- [REQUIRED ACTION 1] According to the text on STAAR testing, for how many years did the writer work as a teacher?
- [REQUIRED ACTION 2] Repeat word for word the part of the text on STAAR testing starting at "San Antonio Express-News" and ending at "in elementary school.".

START TEXT SHOWN

San Antonio Express-News (Sunday)
STAAR takes one automated step backward
It shouldn’t be a shock that most written responses on the State of Texas Assessments of Academic Readiness, commonly known as STAAR, are now graded by some variant of artificial intelligence — not humans.
The STAAR, as well as its past iterations, have always prioritized shortcuts, stifling education in Texas since before I was in elementary school.
Working for eight years as a teacher, I had an up-close look at the fierce culture of STAAR testing. It looms over teachers and students all year until its arrival is marked by some students experiencing anxiety so strong it sends them running to the restroom to vomit.
Teachers are also anxious, fearful of mistakenly doing something wrong during the testing days that would violate protocol. Or perhaps worse, their students won’t perform well on the one-and-done snapshot that drains the joy from teaching and learning.

END TEXT SHOWN
START DATA SUPPLIED

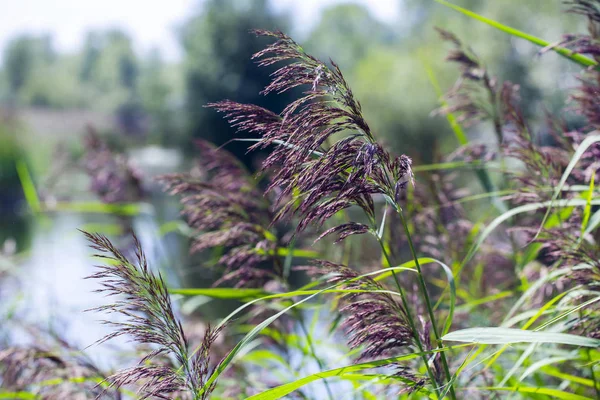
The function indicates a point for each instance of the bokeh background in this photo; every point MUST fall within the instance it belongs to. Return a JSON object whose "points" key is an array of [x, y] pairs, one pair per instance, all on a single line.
{"points": [[138, 73]]}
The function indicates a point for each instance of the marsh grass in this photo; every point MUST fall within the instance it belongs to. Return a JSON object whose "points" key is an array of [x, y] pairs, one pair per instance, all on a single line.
{"points": [[451, 306]]}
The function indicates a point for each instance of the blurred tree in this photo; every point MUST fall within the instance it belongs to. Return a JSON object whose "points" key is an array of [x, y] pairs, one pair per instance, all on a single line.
{"points": [[21, 56], [346, 32], [90, 56], [218, 64]]}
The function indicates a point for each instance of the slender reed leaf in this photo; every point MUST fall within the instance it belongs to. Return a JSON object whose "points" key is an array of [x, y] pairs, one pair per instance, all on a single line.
{"points": [[510, 336], [569, 54]]}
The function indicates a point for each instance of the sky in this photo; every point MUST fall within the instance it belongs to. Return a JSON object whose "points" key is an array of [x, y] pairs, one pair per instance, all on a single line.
{"points": [[151, 23]]}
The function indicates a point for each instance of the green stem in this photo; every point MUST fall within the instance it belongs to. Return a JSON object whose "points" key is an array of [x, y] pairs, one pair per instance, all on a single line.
{"points": [[311, 347], [409, 317], [423, 287]]}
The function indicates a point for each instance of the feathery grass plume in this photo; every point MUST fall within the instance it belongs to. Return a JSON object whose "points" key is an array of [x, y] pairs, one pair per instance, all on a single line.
{"points": [[114, 179], [543, 164], [564, 247], [53, 373], [444, 229], [474, 97], [319, 172], [224, 207], [143, 300], [374, 321]]}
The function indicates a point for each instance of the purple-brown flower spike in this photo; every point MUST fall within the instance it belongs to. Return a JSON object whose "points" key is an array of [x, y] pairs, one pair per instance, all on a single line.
{"points": [[170, 368], [320, 172]]}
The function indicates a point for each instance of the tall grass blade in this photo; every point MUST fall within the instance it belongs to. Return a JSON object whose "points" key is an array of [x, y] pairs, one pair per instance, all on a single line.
{"points": [[29, 191], [283, 390], [511, 336], [555, 393], [569, 54]]}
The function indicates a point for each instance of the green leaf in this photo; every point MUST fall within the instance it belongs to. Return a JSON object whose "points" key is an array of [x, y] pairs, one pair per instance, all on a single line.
{"points": [[283, 390], [222, 293], [569, 54], [510, 336], [29, 191], [96, 207], [588, 207], [559, 394], [17, 395], [222, 366]]}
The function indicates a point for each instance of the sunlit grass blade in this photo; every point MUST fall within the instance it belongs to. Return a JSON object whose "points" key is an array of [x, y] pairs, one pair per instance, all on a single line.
{"points": [[555, 393], [581, 149], [18, 395], [588, 207], [28, 187], [224, 364], [569, 54], [511, 336], [96, 207], [222, 293], [283, 390]]}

END DATA SUPPLIED

- [TASK OUTPUT 1] Eight years.

- [TASK OUTPUT 2]
San Antonio Express-News (Sunday)
STAAR takes one automated step backward
It shouldn’t be a shock that most written responses on the State of Texas Assessments of Academic Readiness, commonly known as STAAR, are now graded by some variant of artificial intelligence — not humans.
The STAAR, as well as its past iterations, have always prioritized shortcuts, stifling education in Texas since before I was in elementary school.